Task objective:
Copy each of the following items line for line, with no changes.

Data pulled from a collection

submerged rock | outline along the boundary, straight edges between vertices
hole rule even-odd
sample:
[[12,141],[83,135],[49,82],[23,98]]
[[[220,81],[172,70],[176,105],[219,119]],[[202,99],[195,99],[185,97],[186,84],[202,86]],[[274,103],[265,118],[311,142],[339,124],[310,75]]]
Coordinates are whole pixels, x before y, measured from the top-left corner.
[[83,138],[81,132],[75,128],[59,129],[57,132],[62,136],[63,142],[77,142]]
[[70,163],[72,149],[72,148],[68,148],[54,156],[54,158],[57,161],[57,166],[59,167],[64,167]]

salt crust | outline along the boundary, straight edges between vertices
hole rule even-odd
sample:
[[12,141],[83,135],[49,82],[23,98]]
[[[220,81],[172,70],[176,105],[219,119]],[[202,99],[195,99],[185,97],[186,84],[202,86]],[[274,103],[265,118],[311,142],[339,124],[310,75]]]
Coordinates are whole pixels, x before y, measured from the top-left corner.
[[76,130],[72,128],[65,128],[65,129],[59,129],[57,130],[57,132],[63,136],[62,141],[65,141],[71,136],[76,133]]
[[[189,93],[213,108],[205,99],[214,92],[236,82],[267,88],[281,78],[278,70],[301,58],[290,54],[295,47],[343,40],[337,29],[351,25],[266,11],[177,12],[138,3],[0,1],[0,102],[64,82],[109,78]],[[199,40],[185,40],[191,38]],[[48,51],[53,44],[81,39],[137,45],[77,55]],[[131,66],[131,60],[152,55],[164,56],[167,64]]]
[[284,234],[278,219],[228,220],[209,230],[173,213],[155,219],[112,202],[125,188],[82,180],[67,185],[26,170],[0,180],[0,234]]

Response to this exercise:
submerged rock | outline along the boundary, straight edges between vertices
hole rule even-odd
sample:
[[12,141],[83,135],[49,82],[23,98]]
[[[220,81],[172,70],[176,105],[219,119]],[[202,99],[195,99],[185,97],[186,84],[202,86]],[[274,103],[265,118],[311,142],[339,124],[310,75]]]
Coordinates are whole pixels, x before y, measured from the top-left corner.
[[83,138],[81,132],[75,128],[59,129],[57,132],[62,136],[63,142],[77,142]]
[[70,163],[72,149],[72,148],[68,148],[54,156],[54,158],[57,161],[57,166],[59,167],[64,167]]

salt crust | outline along the boundary, straight edges between vertices
hole rule even-odd
sample:
[[12,141],[83,135],[49,82],[23,98]]
[[[220,81],[172,70],[176,105],[219,119]],[[202,99],[195,99],[185,97],[186,84],[202,86]],[[274,103],[265,118],[311,142],[339,124],[310,75]]]
Coordinates are whole pixels, x before y, measured from the top-left corner.
[[76,130],[72,128],[65,128],[65,129],[59,129],[57,130],[57,132],[63,136],[62,141],[65,141],[71,136],[76,133]]
[[[189,93],[213,108],[205,99],[214,92],[236,82],[267,88],[281,78],[278,70],[301,58],[290,54],[295,47],[343,40],[337,29],[351,25],[266,11],[177,12],[138,3],[0,1],[0,102],[64,82],[109,78]],[[199,40],[185,40],[191,38]],[[48,51],[53,44],[81,39],[137,45],[77,55]],[[131,66],[131,60],[152,55],[164,56],[167,64]]]
[[284,234],[278,219],[228,220],[209,230],[173,213],[155,219],[112,202],[125,188],[82,180],[67,185],[26,170],[0,180],[0,234]]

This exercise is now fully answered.